Task data -
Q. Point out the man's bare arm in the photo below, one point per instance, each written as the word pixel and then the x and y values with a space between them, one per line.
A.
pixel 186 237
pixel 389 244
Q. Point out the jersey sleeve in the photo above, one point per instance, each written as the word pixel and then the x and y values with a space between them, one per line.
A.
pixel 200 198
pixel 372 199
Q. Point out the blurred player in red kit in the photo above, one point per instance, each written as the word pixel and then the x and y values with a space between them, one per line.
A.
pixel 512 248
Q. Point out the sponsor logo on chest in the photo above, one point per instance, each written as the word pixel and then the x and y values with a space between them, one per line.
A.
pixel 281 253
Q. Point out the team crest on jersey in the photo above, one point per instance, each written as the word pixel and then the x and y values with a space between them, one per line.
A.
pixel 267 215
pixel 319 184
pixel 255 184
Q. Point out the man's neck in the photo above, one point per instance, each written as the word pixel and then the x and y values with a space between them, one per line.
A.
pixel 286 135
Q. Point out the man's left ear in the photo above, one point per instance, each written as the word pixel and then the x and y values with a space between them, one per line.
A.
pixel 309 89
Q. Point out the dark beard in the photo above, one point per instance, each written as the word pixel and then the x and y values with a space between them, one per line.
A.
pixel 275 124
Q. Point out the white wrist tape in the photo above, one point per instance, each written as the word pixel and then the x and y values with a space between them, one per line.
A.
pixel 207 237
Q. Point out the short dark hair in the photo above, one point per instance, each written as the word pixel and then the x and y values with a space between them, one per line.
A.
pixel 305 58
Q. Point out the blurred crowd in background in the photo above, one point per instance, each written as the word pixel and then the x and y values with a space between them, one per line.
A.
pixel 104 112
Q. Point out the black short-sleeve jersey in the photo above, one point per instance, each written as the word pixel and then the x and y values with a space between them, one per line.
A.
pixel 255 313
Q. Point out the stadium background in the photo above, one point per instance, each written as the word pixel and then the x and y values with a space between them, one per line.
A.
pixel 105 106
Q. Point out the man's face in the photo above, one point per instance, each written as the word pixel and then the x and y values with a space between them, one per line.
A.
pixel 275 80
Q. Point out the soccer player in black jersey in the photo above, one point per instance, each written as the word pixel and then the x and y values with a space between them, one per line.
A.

Exercise task - Arrange every line of the records above into a numbered list, omitting any blank lines.

Result for this exercise -
1. Q. Point out the man's bare arm in the photo below, one point per instance, each written as the word pixel and then the x and y values with a space between them, one per line.
2. A.
3. pixel 186 237
4. pixel 389 244
5. Q. Point out the jersey sleeve in the photo above, one point per instance, each written as the word pixel and then the x and y values with a space between them, one per line.
6. A.
7. pixel 200 198
8. pixel 372 199
9. Q. Point out the blurred player in red kit in the photo above, one point per instance, each written as the word pixel and then the x and y values with a space between them, one per line.
10. A.
11. pixel 512 248
12. Q. Point out the sponsor logo on chest in the photo above, one point per instance, each written as the word pixel and then the x and y values with a space between them, one per line.
13. A.
14. pixel 281 253
15. Q. Point out the team crest on jersey in the photo above, one point per instance, each written as the word pixel and then the x and y values with a space between them, one per line.
16. A.
17. pixel 267 215
18. pixel 319 184
19. pixel 255 184
20. Q. Point out the man's neck in the photo above, one point per instance, each written as the word pixel and then the x and y values with a space between them, one per line.
21. A.
22. pixel 286 135
23. Q. Point out the man's left ear in the photo above, one point per instance, each written as the word pixel and then the x and y values with a space between them, one per line.
24. A.
25. pixel 309 89
26. Q. Point out the dark beard in the photo above, one point per instance, each written as the word pixel and then the x and y values with a space between them, one per line.
27. A.
28. pixel 275 124
29. Q. Point out the white wrist tape in the photo above, one point per instance, each written as the word pixel and then the x and y values with a space between them, one per line.
30. A.
31. pixel 207 237
32. Q. Point out the short dark hair in the photo above, one point per instance, each written as the word pixel and then the x and y values with a space between them, one per line.
33. A.
34. pixel 305 58
35. Q. Point out the blurred crowd in background in the photo above, one point per instance, each written as the word pixel and then the x and y values with a space between them, one per line.
36. A.
37. pixel 104 112
38. Q. Point out the black short-sleeve jersey in the photo above, one point per instance, each written as the word pixel and then the x and y values with a space between them, one per line.
39. A.
40. pixel 255 313
41. Q. Point out the stadium background in the photo above, one point per instance, each written as the word pixel and then the x and y values with a space between them, one per line.
42. A.
43. pixel 105 106
44. Q. Point out the man's face in the photo above, one point per instance, each written as the word pixel and then the x and y values with a space between them, one per line.
45. A.
46. pixel 275 80
47. Q. Point out the soccer player in black jersey in the photo above, one point per instance, each written as the word pixel and then the x and y values with a space between them, one per line.
48. A.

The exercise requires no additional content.